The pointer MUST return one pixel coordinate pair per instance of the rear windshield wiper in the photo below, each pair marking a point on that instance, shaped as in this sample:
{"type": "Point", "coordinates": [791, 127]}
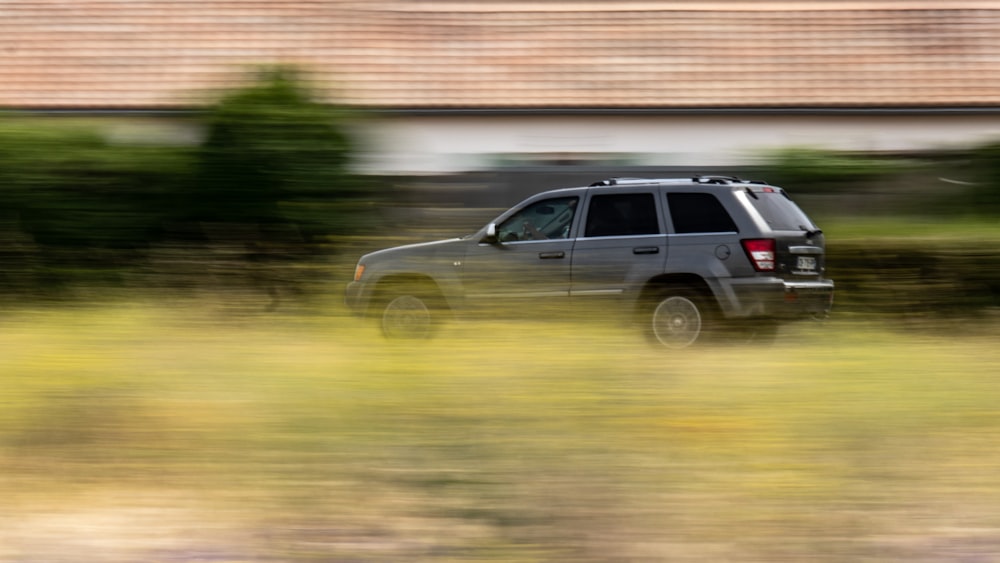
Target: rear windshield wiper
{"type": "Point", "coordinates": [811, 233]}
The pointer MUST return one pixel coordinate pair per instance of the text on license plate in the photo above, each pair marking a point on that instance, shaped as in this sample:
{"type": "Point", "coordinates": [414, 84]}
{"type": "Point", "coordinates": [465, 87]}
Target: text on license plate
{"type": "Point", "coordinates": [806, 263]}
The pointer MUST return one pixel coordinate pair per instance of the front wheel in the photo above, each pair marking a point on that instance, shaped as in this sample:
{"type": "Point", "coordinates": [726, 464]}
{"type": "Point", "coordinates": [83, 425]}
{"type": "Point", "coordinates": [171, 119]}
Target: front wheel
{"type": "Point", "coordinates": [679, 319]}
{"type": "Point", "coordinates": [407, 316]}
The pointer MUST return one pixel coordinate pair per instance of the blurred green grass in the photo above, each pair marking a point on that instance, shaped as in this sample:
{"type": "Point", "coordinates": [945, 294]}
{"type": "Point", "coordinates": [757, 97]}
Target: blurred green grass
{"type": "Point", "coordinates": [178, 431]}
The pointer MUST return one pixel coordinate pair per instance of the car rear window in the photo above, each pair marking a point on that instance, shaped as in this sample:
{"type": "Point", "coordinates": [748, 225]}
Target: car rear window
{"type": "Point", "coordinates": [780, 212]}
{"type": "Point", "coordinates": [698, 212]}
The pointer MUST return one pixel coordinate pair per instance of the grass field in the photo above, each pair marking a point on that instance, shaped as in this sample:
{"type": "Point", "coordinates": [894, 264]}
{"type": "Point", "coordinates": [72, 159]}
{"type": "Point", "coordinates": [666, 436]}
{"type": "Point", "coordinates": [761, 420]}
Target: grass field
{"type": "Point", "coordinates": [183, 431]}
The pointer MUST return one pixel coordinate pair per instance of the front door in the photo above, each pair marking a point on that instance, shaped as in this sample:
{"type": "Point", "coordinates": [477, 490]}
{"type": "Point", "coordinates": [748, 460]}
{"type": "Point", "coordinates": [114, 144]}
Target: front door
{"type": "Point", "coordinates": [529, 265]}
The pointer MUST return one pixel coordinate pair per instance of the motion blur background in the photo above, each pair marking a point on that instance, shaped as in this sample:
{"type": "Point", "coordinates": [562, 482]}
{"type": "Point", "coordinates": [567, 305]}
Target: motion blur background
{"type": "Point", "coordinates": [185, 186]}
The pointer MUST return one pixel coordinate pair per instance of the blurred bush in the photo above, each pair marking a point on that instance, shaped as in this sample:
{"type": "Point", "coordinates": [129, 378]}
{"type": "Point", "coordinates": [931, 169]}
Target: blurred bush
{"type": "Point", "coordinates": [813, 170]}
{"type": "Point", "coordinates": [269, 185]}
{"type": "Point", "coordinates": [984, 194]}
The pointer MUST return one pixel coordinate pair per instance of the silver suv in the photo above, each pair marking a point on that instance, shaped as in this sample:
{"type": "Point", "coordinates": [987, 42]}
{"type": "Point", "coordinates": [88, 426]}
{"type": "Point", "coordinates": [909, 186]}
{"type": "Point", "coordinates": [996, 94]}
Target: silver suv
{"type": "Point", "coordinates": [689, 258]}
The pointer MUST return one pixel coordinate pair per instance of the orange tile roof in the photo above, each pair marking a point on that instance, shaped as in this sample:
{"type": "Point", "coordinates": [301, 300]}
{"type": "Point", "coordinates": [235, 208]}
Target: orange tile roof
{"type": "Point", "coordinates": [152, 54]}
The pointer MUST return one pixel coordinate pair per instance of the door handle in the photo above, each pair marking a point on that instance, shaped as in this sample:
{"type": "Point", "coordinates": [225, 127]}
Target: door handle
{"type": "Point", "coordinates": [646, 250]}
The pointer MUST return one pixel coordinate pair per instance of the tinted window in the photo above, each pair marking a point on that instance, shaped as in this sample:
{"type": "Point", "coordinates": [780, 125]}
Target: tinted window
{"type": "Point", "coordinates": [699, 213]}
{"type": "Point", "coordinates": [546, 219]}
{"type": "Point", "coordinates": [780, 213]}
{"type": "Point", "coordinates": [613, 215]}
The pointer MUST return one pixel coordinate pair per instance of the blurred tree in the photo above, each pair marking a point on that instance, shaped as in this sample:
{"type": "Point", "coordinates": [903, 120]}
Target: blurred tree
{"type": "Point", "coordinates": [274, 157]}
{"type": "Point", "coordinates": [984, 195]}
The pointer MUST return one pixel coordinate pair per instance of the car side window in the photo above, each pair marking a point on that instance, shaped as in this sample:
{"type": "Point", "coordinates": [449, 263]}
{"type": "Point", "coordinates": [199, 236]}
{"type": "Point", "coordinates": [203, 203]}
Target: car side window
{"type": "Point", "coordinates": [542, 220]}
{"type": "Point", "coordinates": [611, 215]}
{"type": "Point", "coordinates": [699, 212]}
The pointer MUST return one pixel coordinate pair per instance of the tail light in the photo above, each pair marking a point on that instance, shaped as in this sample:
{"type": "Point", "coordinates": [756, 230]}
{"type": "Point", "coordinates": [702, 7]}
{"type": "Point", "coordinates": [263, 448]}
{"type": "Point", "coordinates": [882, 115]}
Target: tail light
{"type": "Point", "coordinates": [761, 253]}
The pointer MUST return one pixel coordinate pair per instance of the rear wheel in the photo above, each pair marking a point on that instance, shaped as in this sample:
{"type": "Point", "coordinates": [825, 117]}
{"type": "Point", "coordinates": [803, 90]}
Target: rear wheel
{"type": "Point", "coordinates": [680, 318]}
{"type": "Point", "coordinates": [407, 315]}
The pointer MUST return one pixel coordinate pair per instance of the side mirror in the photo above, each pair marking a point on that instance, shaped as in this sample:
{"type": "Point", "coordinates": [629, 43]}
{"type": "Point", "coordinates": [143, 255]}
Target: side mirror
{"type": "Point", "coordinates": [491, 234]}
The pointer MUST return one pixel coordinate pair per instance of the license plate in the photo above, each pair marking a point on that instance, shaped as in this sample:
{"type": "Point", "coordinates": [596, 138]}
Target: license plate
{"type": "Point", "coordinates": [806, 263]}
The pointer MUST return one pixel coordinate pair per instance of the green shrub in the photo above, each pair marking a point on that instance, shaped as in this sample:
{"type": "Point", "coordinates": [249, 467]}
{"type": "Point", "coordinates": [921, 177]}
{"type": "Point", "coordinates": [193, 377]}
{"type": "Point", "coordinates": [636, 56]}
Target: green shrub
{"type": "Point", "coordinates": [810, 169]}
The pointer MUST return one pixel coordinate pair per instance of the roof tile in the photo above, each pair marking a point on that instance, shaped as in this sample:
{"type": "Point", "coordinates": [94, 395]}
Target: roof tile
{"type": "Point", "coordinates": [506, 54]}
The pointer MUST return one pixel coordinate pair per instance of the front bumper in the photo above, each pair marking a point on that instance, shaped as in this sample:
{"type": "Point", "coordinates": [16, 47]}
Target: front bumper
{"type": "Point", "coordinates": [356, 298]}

────────────────────

- The task:
Leave images out of the retyped records; keep all else exact.

- Task output:
The pointer MUST return one pixel coordinate pair per instance of the rear windshield wiper in the photo below, each pair marking a point on that instance, shaped as in this sample:
{"type": "Point", "coordinates": [791, 127]}
Target: rear windshield wiper
{"type": "Point", "coordinates": [811, 233]}
The pointer MUST return one pixel coordinate pair per instance of the text on license plate in the photo above, each pair marking a point on that instance, shaped as in this sample:
{"type": "Point", "coordinates": [414, 84]}
{"type": "Point", "coordinates": [465, 87]}
Target: text on license plate
{"type": "Point", "coordinates": [806, 263]}
The pointer MUST return one pixel coordinate pair per instance of the front wheel in the photo above, each pair marking a point on that instance, shaped as in this sample:
{"type": "Point", "coordinates": [726, 464]}
{"type": "Point", "coordinates": [83, 425]}
{"type": "Point", "coordinates": [171, 119]}
Target: front wheel
{"type": "Point", "coordinates": [679, 319]}
{"type": "Point", "coordinates": [407, 316]}
The pointer MUST return one pixel coordinate pair per instance of the blurred green grass in the photo above, each pair marking a point on that instance, shaped as in this sample:
{"type": "Point", "coordinates": [945, 294]}
{"type": "Point", "coordinates": [757, 97]}
Target: blurred green grass
{"type": "Point", "coordinates": [178, 431]}
The pointer MUST return one pixel coordinate pair per instance of the car rear window in the photo above, each pair marking a point on that instance, shaped as in this sample:
{"type": "Point", "coordinates": [748, 225]}
Target: car rear window
{"type": "Point", "coordinates": [780, 212]}
{"type": "Point", "coordinates": [698, 212]}
The pointer MUST return one pixel coordinate pair per instance of the grass field in the photo above, each pair marking a point on that instance, shaped as in this sample:
{"type": "Point", "coordinates": [894, 264]}
{"type": "Point", "coordinates": [72, 159]}
{"type": "Point", "coordinates": [666, 436]}
{"type": "Point", "coordinates": [761, 420]}
Target: grass field
{"type": "Point", "coordinates": [183, 431]}
The pointer MUST return one pixel coordinate pair per instance of the front door in the photo above, each pair marking a point on that instance, shaped as in this sample:
{"type": "Point", "coordinates": [477, 490]}
{"type": "Point", "coordinates": [748, 460]}
{"type": "Point", "coordinates": [114, 144]}
Target: front door
{"type": "Point", "coordinates": [529, 265]}
The pointer MUST return one pixel coordinate pair per instance of the motion blur background in the photo above, each pair marking a point on that instance, shaped as in this sample:
{"type": "Point", "coordinates": [562, 482]}
{"type": "Point", "coordinates": [567, 305]}
Target: motion blur background
{"type": "Point", "coordinates": [185, 186]}
The pointer MUST return one pixel coordinate pair per instance of the blurred bush in the photo above, each pair marking a point on that instance, shaped as in this sample:
{"type": "Point", "coordinates": [129, 378]}
{"type": "Point", "coordinates": [931, 169]}
Target: blurred bush
{"type": "Point", "coordinates": [813, 170]}
{"type": "Point", "coordinates": [269, 185]}
{"type": "Point", "coordinates": [984, 194]}
The pointer MUST return one pixel coordinate pair per instance of the silver suv in the photo above, each pair marking a point on that instance, shaped as in this sample:
{"type": "Point", "coordinates": [987, 42]}
{"type": "Point", "coordinates": [88, 426]}
{"type": "Point", "coordinates": [909, 186]}
{"type": "Point", "coordinates": [996, 94]}
Target: silver suv
{"type": "Point", "coordinates": [689, 258]}
The pointer MUST return one pixel coordinate pair per instance of the orange tile roof in the photo above, each pair marking a point on that instance, shaped as in this sample:
{"type": "Point", "coordinates": [301, 300]}
{"type": "Point", "coordinates": [235, 208]}
Target: orange tile roof
{"type": "Point", "coordinates": [152, 54]}
The pointer MUST return one pixel coordinate pair per instance of the door handle in the photo above, each pair marking a point on that instance, shaped as in this sample:
{"type": "Point", "coordinates": [225, 127]}
Target: door handle
{"type": "Point", "coordinates": [646, 250]}
The pointer MUST return one pixel coordinate pair per instance of the tinted window in the photo above, each pair marking a point on that instance, shaped as in this sample:
{"type": "Point", "coordinates": [780, 125]}
Target: tinted window
{"type": "Point", "coordinates": [699, 213]}
{"type": "Point", "coordinates": [546, 219]}
{"type": "Point", "coordinates": [780, 213]}
{"type": "Point", "coordinates": [613, 215]}
The pointer MUST return one pixel coordinate pair per instance of the blurred tree in the photo above, each pair marking a point on that instance, shaped as in this sample:
{"type": "Point", "coordinates": [903, 120]}
Target: blurred tree
{"type": "Point", "coordinates": [274, 157]}
{"type": "Point", "coordinates": [984, 195]}
The pointer MUST return one pixel coordinate pair per instance of the car side window in the photo above, each pair marking a point on that instance, shaped as in this sample:
{"type": "Point", "coordinates": [449, 263]}
{"type": "Point", "coordinates": [199, 236]}
{"type": "Point", "coordinates": [203, 203]}
Target: car side window
{"type": "Point", "coordinates": [542, 220]}
{"type": "Point", "coordinates": [611, 215]}
{"type": "Point", "coordinates": [699, 212]}
The pointer MUST return one pixel coordinate pair per instance of the tail light in the photo above, each pair marking a point on that instance, shaped as in this sample:
{"type": "Point", "coordinates": [756, 230]}
{"type": "Point", "coordinates": [702, 7]}
{"type": "Point", "coordinates": [263, 448]}
{"type": "Point", "coordinates": [882, 115]}
Target: tail light
{"type": "Point", "coordinates": [761, 253]}
The pointer MUST return one pixel coordinate pair per instance of the rear wheel in the photo above, each pair marking a point on that instance, shaped as in this sample:
{"type": "Point", "coordinates": [825, 117]}
{"type": "Point", "coordinates": [803, 90]}
Target: rear wheel
{"type": "Point", "coordinates": [680, 318]}
{"type": "Point", "coordinates": [407, 315]}
The pointer MUST return one pixel coordinate pair per instance of the side mirror in the photo above, each pair marking a point on that instance, shaped as in this sample:
{"type": "Point", "coordinates": [629, 43]}
{"type": "Point", "coordinates": [143, 255]}
Target: side mirror
{"type": "Point", "coordinates": [491, 234]}
The pointer MUST return one pixel coordinate pair per instance of the license plate in the photo above, each pair marking a point on that instance, shaped as in this sample:
{"type": "Point", "coordinates": [596, 138]}
Target: license plate
{"type": "Point", "coordinates": [806, 263]}
The pointer MUST return one pixel coordinate pair per instance of the green shrub in the photo above, each pair marking a point on that instance, shaped as in this sample:
{"type": "Point", "coordinates": [249, 467]}
{"type": "Point", "coordinates": [921, 177]}
{"type": "Point", "coordinates": [193, 377]}
{"type": "Point", "coordinates": [636, 56]}
Target: green shrub
{"type": "Point", "coordinates": [810, 169]}
The pointer MUST return one pixel coordinate pair per instance of the roof tile in the photo above, each pair marking a point on that instance, shaped as in this sample:
{"type": "Point", "coordinates": [94, 395]}
Target: roof tile
{"type": "Point", "coordinates": [506, 54]}
The pointer MUST return one pixel coordinate pair per instance of the front bumper in the photo above, each pair marking a point on that instance, shaped as in this sample:
{"type": "Point", "coordinates": [16, 47]}
Target: front bumper
{"type": "Point", "coordinates": [356, 298]}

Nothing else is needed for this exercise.